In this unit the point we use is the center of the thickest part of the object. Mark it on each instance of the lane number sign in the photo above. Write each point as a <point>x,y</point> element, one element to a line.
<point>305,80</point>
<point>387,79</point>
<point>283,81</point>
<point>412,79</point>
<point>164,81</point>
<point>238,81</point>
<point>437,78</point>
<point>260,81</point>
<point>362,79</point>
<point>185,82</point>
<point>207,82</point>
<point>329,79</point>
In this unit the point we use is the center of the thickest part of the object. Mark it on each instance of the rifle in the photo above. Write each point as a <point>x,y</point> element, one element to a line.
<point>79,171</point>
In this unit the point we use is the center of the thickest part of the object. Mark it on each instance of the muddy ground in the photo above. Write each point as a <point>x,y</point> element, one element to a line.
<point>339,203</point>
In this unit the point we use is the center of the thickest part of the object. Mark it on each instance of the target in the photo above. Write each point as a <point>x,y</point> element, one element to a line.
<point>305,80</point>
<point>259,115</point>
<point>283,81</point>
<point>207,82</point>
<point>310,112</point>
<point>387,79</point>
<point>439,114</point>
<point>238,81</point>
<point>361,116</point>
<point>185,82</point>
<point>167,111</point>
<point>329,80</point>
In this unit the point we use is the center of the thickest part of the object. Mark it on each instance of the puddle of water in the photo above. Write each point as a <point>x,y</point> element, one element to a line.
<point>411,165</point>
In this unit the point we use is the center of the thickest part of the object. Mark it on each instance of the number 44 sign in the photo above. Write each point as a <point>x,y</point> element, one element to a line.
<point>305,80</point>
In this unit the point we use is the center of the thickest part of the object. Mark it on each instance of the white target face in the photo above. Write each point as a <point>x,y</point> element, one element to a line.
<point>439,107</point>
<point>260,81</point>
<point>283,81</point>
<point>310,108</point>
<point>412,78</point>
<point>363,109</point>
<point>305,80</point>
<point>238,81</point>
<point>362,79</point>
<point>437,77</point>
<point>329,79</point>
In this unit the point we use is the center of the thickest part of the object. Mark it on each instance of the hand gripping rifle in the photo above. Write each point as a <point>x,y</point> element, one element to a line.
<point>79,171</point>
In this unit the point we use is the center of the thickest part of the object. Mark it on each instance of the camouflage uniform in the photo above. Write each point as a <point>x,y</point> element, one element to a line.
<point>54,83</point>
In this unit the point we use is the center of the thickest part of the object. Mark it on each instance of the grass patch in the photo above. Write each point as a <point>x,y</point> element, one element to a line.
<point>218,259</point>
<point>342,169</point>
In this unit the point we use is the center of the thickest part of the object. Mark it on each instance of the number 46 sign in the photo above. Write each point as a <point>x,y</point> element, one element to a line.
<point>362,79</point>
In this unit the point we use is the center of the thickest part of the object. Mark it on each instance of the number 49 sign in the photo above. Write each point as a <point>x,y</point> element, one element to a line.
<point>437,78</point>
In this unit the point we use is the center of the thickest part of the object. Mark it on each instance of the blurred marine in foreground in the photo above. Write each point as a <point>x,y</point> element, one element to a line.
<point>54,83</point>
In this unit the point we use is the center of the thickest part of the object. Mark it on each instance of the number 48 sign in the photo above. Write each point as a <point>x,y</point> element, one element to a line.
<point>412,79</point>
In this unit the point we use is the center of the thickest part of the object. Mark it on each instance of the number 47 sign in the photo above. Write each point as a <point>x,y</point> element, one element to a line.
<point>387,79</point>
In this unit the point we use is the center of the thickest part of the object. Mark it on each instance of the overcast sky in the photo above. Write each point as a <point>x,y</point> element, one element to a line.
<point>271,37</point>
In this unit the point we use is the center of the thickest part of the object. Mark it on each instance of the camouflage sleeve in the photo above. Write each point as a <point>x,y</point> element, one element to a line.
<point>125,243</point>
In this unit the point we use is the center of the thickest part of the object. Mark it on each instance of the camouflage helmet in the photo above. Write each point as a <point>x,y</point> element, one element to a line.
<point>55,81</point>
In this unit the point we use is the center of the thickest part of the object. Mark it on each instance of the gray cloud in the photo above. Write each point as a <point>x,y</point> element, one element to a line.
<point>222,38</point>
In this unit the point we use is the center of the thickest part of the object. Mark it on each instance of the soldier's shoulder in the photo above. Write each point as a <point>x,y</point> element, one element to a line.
==================================================
> _Instructions to follow_: Can you write out every line of the data above, from the line with "the camouflage uniform" down to the line with "<point>271,37</point>", raising each coordinate in the answers by 63?

> _Exercise response_:
In this unit the point we use is the center of the thickest part of the object. Mark it on each instance of the camouflage uniform in the photo above. Write each point as a <point>x,y</point> element, one element to a line.
<point>117,146</point>
In this unit the point we use is the center of the thickest part of the object. Mark it on each instance of the grass patch in the photo above. Write each point as a <point>x,y</point> element, one element to a line.
<point>281,322</point>
<point>405,232</point>
In this unit the point we use is the center of the thickest part of the object. Mark it on each instance of the number 46 sign in the photo above. Write each point as a <point>x,y</point> element, one element to a line.
<point>425,142</point>
In this unit the point we use is the center of the thickest part of the object. Mark it on each instance of the number 49 sign in the photo above. Write each point as a <point>x,y</point> element, one element to a line.
<point>500,141</point>
In this unit the point we use is the center of the thickest part of the object. Mark it on each instance of the blurred marine in foreground in the photo above. Write each point as a <point>x,y</point> element, one element to a line.
<point>117,146</point>
In this unit the point we use is the center of the thickest part of the object. Mark it on each instance of the number 48 sign in the photo above. Write each point as a <point>x,y</point> element, one element to a line.
<point>475,142</point>
In this unit the point we use is the center of the thickest part of the object. Mark it on each instance of the number 47 sign in the photo above. Write each point as a <point>x,y</point> element, one element to a line.
<point>450,142</point>
In this unit the point we use is the center of the thickest part of the object. Mark it on each instance of the overcast sky in the photo above. Write each point as a <point>x,y</point> element, one element to a line.
<point>334,100</point>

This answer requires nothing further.